▶ **Work instruction**:
How many of the lines below contain "black"? Reply with only that figure.

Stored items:
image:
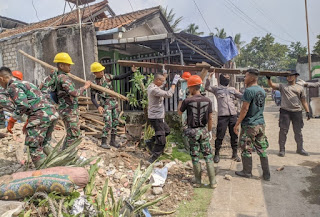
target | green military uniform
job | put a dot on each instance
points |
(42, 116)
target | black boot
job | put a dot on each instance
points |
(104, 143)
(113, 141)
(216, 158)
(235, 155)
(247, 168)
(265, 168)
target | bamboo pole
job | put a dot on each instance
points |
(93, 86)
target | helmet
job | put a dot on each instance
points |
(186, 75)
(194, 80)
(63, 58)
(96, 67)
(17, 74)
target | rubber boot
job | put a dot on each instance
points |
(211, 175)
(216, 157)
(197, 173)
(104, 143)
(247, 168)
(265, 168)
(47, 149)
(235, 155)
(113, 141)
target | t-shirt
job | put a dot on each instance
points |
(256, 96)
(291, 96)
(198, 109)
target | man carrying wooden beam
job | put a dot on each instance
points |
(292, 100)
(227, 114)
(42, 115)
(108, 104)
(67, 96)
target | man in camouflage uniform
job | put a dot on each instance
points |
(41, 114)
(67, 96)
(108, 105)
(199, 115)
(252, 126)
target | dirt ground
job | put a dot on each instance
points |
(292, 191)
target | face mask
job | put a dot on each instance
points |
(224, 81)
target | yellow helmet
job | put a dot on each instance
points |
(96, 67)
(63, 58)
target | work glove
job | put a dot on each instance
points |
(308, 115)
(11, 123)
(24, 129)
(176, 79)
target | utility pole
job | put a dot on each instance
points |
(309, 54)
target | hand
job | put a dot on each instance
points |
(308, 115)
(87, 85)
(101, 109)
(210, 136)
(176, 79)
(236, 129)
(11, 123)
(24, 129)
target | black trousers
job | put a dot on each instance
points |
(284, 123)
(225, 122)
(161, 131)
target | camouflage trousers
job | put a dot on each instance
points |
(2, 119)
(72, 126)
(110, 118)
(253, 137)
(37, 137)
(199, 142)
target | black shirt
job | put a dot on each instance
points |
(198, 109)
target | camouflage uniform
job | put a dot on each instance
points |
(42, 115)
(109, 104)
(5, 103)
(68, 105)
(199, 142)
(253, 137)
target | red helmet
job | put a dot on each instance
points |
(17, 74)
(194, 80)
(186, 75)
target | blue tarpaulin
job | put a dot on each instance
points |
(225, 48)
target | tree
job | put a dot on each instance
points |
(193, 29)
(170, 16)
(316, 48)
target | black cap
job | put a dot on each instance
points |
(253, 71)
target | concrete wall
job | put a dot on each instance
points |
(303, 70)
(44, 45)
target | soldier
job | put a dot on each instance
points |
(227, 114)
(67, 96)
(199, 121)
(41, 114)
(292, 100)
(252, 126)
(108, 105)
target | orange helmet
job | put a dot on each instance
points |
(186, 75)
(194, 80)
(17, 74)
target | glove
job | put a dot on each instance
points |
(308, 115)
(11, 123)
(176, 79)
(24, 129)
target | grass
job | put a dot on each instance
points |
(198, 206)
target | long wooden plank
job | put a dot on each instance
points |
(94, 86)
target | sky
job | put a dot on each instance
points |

▶ **Solution**:
4